Raw data
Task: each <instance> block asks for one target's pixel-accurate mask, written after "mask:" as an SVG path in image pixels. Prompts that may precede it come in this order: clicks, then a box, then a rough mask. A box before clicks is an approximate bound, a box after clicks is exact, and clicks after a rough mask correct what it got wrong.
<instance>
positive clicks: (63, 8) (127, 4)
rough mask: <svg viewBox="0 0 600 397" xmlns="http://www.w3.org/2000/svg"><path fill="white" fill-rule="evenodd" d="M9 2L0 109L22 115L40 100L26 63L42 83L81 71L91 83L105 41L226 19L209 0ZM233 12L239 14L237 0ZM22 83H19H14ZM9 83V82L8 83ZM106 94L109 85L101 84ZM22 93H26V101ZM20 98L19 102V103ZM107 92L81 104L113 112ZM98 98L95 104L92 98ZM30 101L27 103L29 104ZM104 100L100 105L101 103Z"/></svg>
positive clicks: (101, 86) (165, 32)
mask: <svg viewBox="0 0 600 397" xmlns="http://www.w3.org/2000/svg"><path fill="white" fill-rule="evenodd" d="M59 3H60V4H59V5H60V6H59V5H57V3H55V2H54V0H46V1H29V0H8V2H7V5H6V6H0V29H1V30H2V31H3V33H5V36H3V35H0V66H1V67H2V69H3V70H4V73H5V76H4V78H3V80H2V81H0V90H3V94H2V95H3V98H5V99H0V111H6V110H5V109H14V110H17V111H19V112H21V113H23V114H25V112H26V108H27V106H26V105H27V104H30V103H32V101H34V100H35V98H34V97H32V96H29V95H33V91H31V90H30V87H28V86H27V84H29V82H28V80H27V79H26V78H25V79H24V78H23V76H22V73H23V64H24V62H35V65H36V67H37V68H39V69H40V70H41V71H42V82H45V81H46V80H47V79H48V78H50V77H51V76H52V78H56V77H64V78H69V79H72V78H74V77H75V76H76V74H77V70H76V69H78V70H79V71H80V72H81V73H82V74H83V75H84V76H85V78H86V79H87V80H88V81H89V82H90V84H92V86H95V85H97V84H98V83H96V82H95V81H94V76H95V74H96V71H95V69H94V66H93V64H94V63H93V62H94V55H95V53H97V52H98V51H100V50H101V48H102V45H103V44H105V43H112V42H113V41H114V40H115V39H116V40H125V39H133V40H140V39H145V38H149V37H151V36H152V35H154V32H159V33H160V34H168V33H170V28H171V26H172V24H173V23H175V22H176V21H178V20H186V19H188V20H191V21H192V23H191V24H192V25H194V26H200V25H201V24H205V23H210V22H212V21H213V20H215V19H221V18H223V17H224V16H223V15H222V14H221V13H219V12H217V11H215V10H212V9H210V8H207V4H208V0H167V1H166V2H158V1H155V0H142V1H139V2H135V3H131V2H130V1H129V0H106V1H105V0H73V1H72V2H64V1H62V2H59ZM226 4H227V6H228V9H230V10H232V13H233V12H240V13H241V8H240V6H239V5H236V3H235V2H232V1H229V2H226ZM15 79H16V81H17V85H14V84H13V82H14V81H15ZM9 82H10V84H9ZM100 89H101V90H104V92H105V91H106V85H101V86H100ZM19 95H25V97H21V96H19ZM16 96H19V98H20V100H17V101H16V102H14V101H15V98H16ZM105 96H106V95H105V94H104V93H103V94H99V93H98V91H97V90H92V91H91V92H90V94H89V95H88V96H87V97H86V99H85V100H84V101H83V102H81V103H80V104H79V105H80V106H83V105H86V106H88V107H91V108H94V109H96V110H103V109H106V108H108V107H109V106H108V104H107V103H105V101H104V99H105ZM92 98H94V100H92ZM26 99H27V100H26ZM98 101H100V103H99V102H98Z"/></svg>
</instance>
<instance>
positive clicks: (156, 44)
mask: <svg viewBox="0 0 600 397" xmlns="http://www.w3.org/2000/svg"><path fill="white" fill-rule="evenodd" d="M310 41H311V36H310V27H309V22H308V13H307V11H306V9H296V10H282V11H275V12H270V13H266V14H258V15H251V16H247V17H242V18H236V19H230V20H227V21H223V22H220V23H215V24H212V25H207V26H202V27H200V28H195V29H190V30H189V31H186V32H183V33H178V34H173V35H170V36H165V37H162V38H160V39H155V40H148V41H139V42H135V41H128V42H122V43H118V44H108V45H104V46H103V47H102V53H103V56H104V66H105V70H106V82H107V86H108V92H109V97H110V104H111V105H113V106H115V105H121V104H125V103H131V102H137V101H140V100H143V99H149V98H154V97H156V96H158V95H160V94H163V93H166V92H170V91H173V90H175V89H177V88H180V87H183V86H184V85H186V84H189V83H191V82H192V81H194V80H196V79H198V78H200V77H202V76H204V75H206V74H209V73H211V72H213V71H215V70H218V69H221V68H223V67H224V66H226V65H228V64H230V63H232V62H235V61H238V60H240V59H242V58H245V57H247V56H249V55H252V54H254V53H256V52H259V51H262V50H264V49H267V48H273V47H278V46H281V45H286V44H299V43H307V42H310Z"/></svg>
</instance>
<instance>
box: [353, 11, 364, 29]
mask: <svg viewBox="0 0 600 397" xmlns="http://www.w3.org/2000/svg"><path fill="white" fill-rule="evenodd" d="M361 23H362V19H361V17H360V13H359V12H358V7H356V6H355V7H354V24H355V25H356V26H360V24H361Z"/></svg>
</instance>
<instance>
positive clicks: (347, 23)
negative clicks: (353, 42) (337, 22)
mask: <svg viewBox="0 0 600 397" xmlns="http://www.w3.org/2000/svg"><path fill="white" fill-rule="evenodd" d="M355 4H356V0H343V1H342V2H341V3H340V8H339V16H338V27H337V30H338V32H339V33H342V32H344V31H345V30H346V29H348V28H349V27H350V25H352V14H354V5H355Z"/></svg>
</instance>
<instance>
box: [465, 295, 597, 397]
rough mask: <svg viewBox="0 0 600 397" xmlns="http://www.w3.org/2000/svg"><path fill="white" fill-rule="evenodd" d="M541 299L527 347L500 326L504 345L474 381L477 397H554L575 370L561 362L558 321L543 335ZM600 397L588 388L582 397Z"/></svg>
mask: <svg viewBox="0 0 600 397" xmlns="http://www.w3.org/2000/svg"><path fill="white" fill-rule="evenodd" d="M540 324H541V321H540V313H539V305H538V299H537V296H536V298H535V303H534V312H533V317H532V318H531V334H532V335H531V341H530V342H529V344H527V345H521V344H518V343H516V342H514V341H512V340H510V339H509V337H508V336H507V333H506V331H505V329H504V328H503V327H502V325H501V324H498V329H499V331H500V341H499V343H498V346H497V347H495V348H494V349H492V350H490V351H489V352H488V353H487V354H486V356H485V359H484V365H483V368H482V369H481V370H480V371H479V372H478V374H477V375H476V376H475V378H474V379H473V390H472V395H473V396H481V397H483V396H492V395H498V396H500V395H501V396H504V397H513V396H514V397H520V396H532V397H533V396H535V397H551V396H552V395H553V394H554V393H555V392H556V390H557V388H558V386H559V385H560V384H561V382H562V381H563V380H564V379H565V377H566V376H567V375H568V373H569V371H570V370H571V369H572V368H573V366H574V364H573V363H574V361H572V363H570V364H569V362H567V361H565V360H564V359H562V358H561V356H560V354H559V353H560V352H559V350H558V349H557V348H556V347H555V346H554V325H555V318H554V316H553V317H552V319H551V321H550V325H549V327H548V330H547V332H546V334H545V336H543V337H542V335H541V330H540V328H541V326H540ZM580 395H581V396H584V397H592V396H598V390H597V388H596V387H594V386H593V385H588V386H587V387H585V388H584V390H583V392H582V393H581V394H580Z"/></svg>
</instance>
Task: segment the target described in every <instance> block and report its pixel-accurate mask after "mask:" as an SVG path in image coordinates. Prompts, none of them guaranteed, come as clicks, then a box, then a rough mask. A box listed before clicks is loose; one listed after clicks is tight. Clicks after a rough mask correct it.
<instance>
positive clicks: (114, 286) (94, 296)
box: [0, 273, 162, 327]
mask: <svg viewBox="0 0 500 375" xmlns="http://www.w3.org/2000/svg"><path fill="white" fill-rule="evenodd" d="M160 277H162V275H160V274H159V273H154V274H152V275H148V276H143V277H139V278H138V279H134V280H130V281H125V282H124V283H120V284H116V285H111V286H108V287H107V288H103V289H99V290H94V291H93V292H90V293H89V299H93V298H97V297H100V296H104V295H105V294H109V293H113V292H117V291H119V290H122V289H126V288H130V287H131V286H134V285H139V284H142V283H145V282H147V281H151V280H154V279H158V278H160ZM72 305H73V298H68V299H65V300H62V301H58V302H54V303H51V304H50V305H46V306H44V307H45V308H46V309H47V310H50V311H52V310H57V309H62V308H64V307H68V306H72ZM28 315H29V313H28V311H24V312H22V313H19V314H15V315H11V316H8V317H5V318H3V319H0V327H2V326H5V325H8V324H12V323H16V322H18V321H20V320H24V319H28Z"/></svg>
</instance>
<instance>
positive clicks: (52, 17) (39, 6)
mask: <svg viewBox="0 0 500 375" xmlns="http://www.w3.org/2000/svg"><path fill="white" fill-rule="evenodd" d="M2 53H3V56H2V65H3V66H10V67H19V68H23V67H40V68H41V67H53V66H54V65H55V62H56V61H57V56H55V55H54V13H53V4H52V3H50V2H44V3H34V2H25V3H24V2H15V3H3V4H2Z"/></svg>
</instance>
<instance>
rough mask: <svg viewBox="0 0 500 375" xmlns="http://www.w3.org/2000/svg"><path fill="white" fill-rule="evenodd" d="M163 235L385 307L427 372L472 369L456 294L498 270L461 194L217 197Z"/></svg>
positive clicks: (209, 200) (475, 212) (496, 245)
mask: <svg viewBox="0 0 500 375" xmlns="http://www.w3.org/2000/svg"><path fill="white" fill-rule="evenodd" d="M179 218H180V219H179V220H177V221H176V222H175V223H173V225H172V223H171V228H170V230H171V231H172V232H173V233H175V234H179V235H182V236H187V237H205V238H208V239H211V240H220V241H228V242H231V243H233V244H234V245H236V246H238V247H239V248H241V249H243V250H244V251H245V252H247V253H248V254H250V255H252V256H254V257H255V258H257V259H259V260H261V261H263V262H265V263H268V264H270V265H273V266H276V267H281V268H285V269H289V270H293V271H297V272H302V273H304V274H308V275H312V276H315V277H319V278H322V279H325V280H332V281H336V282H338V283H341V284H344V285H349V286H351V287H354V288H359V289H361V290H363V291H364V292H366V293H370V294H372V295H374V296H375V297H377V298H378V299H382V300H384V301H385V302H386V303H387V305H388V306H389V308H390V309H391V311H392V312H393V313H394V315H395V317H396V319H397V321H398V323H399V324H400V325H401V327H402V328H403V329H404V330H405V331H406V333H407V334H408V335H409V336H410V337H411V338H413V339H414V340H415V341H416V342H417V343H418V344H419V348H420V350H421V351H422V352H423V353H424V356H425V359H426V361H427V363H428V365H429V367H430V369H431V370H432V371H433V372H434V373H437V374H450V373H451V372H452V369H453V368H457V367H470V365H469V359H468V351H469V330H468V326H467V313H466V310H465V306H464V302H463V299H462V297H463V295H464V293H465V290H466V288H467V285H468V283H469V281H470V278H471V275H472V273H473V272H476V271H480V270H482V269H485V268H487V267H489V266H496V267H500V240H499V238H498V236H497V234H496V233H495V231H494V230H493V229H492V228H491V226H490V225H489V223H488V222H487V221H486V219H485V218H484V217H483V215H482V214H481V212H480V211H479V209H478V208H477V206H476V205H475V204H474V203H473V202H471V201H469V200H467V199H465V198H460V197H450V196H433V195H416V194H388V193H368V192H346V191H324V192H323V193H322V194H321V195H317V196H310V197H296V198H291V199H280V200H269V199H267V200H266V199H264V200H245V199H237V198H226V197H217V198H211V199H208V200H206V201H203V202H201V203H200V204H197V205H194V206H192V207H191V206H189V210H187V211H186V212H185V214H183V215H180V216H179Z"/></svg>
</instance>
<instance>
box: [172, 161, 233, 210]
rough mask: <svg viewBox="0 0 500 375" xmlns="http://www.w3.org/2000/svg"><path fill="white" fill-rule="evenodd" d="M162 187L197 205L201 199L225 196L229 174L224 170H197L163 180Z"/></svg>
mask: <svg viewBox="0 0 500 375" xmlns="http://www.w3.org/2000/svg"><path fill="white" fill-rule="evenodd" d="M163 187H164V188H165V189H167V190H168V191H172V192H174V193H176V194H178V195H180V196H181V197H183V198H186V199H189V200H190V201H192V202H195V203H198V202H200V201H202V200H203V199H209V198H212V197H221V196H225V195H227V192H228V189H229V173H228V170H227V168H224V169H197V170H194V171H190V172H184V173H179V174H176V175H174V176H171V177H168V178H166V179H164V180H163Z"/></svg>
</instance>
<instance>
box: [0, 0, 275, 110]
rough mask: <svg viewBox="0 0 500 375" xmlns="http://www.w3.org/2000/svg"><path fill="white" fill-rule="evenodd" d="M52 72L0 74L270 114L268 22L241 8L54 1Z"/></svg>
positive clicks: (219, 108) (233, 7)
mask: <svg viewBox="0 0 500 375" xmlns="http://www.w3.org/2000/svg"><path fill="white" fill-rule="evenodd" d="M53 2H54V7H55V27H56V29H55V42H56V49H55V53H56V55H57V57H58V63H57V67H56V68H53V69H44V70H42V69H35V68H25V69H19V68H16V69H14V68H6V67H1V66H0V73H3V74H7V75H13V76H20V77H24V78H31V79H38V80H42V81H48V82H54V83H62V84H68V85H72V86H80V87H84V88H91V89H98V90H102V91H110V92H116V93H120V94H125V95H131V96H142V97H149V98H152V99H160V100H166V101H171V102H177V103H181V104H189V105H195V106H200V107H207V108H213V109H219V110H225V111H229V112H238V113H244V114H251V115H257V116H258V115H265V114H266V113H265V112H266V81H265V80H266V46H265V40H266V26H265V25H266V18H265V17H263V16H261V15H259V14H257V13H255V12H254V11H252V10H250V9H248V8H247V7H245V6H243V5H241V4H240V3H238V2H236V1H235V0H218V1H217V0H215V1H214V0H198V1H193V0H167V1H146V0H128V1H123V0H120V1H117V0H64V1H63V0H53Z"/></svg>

What is expected
Your answer should consist of the lines of the listing that contain "come", copied as they stand.

Task answer
Task: each <instance> block asks for one target's pixel-accurate mask, written after "mask:" as an SVG path in image pixels. Prompts that may precede it come in this order: clicks, then a box, then a rough mask. A box before clicks is an approximate bound, a box after clicks is exact, and clicks after a rough mask correct what it got wrong.
Task: segment the target described in every <instance> block and report its pixel-accurate mask after "mask:" as an SVG path in image coordinates. Prompts, none of them guaranteed, come as clicks, then a box, then a rough mask. A box listed before clicks is loose; one listed after clicks is tight. Clicks after a rough mask correct it.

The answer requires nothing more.